#### Problem
Restate the entire listing word for word.
***
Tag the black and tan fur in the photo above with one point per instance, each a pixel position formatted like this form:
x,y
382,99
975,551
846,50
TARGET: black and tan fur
***
#### Task response
Tag the black and tan fur in the photo above with one point per instance, each a pixel position formatted like this form:
x,y
382,99
975,551
846,50
TARGET: black and tan fur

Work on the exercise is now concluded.